# Problem requirements
What is needed is an exact copy of every record.
*****
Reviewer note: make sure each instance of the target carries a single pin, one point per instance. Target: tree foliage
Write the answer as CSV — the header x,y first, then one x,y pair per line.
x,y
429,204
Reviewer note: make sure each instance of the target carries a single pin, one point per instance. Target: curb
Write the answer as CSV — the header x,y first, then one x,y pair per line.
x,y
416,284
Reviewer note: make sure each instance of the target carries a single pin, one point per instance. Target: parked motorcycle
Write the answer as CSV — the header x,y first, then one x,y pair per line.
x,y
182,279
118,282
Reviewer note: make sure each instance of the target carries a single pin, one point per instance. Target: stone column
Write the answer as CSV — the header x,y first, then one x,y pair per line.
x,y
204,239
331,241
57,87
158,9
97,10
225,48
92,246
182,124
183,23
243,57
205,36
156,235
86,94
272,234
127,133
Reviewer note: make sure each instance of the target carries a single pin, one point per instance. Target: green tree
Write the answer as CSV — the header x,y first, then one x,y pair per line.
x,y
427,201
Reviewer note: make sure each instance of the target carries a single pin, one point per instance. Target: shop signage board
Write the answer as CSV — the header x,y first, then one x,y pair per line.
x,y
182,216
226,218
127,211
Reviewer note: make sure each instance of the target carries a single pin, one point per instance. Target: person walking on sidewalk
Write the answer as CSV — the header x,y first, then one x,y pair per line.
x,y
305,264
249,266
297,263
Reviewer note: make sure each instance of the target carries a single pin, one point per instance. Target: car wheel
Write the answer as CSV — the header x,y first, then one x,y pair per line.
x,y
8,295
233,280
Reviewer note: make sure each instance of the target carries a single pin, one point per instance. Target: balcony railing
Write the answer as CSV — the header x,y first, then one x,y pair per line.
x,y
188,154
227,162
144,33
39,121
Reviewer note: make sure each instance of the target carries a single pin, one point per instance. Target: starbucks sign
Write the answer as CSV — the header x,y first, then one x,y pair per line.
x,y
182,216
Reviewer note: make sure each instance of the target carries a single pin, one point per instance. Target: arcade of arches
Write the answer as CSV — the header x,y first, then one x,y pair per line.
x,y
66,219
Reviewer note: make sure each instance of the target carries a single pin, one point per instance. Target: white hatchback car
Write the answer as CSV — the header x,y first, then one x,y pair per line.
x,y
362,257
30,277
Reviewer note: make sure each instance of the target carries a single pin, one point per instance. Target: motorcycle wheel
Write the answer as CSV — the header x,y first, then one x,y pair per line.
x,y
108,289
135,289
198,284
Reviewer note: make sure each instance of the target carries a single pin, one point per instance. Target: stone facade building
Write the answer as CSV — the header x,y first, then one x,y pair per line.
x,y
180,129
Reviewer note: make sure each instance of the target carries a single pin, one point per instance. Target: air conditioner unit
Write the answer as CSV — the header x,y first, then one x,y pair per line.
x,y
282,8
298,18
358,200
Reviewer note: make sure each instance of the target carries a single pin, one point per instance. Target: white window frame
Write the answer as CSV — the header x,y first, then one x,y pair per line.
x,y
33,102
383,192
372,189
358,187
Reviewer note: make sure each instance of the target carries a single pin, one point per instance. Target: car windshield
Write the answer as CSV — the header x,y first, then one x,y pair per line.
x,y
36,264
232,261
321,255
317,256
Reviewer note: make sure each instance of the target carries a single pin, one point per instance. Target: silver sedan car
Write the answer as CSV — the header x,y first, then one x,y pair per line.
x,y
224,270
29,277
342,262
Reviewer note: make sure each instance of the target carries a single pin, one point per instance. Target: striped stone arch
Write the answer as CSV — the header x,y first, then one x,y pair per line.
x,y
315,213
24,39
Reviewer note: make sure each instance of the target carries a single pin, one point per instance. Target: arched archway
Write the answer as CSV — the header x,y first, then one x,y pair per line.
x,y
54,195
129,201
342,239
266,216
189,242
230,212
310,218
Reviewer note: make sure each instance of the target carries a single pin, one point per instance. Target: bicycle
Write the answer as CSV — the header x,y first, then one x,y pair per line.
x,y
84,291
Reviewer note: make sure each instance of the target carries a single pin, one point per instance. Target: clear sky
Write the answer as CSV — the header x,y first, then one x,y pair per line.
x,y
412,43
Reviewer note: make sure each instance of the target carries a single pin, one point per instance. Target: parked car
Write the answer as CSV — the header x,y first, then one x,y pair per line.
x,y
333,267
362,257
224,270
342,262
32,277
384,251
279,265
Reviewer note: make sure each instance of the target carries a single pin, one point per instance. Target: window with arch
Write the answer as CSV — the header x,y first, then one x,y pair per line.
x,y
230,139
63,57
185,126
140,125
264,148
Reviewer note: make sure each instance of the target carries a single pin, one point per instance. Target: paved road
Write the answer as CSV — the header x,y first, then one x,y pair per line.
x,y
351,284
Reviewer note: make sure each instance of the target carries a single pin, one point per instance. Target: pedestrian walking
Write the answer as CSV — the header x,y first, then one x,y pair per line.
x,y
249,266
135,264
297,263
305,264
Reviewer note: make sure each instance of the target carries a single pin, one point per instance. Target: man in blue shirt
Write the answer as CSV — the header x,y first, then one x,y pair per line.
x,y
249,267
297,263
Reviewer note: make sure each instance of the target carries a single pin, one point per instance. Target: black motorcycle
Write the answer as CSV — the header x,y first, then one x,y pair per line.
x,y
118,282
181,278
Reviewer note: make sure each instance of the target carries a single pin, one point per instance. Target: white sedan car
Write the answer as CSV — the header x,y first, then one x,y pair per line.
*****
# Result below
Reviewer note: make sure each instance of the target carries a single pin, one point per instance. Target: tree foliage
Write the answer as CSV — the header x,y first, then one x,y pair per line.
x,y
429,204
Reviewer note: make sure each instance of the target carries a single pin, one point per instance. Target: curb
Write the answer as CSV — the header x,y first, then one x,y pair per line.
x,y
416,284
Reviewer note: make sure each instance of the target carries a single pin, one point per instance. Target: parked motorcycle
Write the answer as CSV — the header x,y first, then one x,y pair per line.
x,y
182,279
118,282
Reviewer note: make sure each instance of the target carries a single pin, one point per instance. Target: stone column
Write the answer as CSV — the header x,y first, then one x,y pair per line.
x,y
204,239
331,241
57,87
158,9
97,10
225,48
92,246
182,124
183,23
243,57
205,36
156,235
86,94
272,234
127,133
Reviewer note: make sure each instance of the target carries a single pin, one point per instance. Target: green tree
Write the answer as CSV — the header x,y first, then one x,y pair per line.
x,y
427,201
Reviewer note: make sure each instance of the target carries a single pin, one point per instance. Target: shop signage board
Write the answer as CSV — the header x,y first, then one x,y pair per line.
x,y
182,216
226,218
127,211
Reviewer note: make sure each instance of the target carries a single pin, one point per instance. Target: person walking on sidewalk
Write the answer as CSV — the header x,y first, then one x,y pair per line.
x,y
305,264
249,266
297,263
Reviewer note: make sure each instance of the target carries a single pin, one point per instance. Target: car wheel
Write the answer as CSV — the header x,y first, then one x,y pair per line.
x,y
8,295
233,280
Reviewer note: make sure each instance of the target carries a single pin, one point per instance. Target: balcony railing
Write the answer as CSV — the header x,y first, then one x,y pair per line.
x,y
188,154
227,162
144,33
39,121
Reviewer note: make sure each instance of the target carries a single pin, one point per instance. Target: starbucks sign
Write the answer as CSV — the header x,y first, then one x,y pair per line.
x,y
182,216
Reviewer note: make sure each instance of the target carries a single pin, one point per instance. Target: arcade of arches
Write the answer as CSV — the header x,y first, then one x,y pair per line.
x,y
66,219
Reviewer note: make sure each instance of the target carries a single pin, one point per instance. Target: white hatchback car
Write the answer as CSV — the header x,y first, then one x,y pair per line.
x,y
362,257
30,277
Reviewer note: make sure each instance of the target carries a single pin, one point per instance. Target: motorcycle wheel
Write the answer as CSV — the header x,y first, then one x,y pair per line.
x,y
108,289
135,289
198,284
Reviewer note: make sure each instance of the target carries a single pin, one point per instance. Target: stone facade building
Write the answer as CSV — the header x,y first, then one x,y pair per line.
x,y
180,129
Reviewer note: make sure each instance of the target carries a single pin, one point per instance. Target: air conditioner unit
Write the answer as CSV — the header x,y first, then one x,y pair per line.
x,y
282,8
298,18
358,200
Reviewer note: make sure each instance of the target carries a single pin, one point per instance. Target: white window frame
Write the answer as CSV — the header x,y first, then one x,y pair per line.
x,y
33,102
383,192
372,189
358,187
Reviewer note: make sure each instance of the target carries a single pin, one point per instance. Target: car windshield
Write the answer as CSV — the header x,y first, then one x,y pair per line.
x,y
36,264
232,261
321,255
317,256
Reviewer note: make sure each instance of the target carries a single pin, one point per instance. Target: silver sedan car
Write the answer as CSV — the header x,y first, then one x,y pair per line.
x,y
224,270
29,277
342,262
Reviewer note: make sure each instance of the target carries a single pin, one point per instance. Target: striped stone arch
Write the answer as CSV — the header x,y first, then one x,y pair per line.
x,y
315,213
24,39
Reviewer note: make sure each instance of the target carries a single pin, one point per instance. Target: arched archway
Write the answer as CSV — the header x,y first, then one x,y pair per line.
x,y
54,195
129,201
342,239
266,216
189,242
230,212
310,218
Reviewer note: make sure each instance of the target carries a single pin, one point per instance. Target: bicycle
Write the answer as CSV — the header x,y first, then one x,y pair per line.
x,y
84,291
Reviewer note: make sure each instance of the target carries a single pin, one point per instance. Target: clear sky
Write the answer as CSV — the header x,y first, then one x,y pair per line.
x,y
412,43
Reviewer note: make sure each instance of the target carries a single pin, one point per instance. Target: parked car
Write the answer as CSV — the header x,y first, then one x,y pair per line.
x,y
333,267
362,257
224,270
342,262
32,277
384,251
279,265
Reviewer note: make sure each instance of the target carries a single pin, one point per instance. Target: window with arch
Write the answer as CSV — the header x,y first, then one x,y pair per line.
x,y
230,139
63,57
185,126
140,125
264,148
Reviewer note: make sure each instance of the target carries a single pin, one point per instance. Target: paved road
Write the answer as CSV — the header x,y first, then one x,y pair per line.
x,y
351,284
Reviewer note: make sure each instance of the target carries a single pin, one point per instance. Target: pedestrian walking
Write the answer as CSV — the header x,y first, then one x,y pair per line.
x,y
249,266
135,264
297,263
305,264
Reviewer note: make sure each instance of the target carries a single pin, one point per instance. Target: man in blue shirt
Write the answer as CSV — the header x,y first, then one x,y pair per line.
x,y
249,267
297,263
Reviewer note: make sure each instance of the target carries a single pin, one point per instance. Target: black motorcycle
Write the answer as CSV — the header x,y first, then one x,y pair per line.
x,y
118,282
181,278
Reviewer note: make sure each instance of the target carries a single pin, one point per instance. Target: white sedan car
Write the answer as CSV — the header x,y first, then one x,y pair per line.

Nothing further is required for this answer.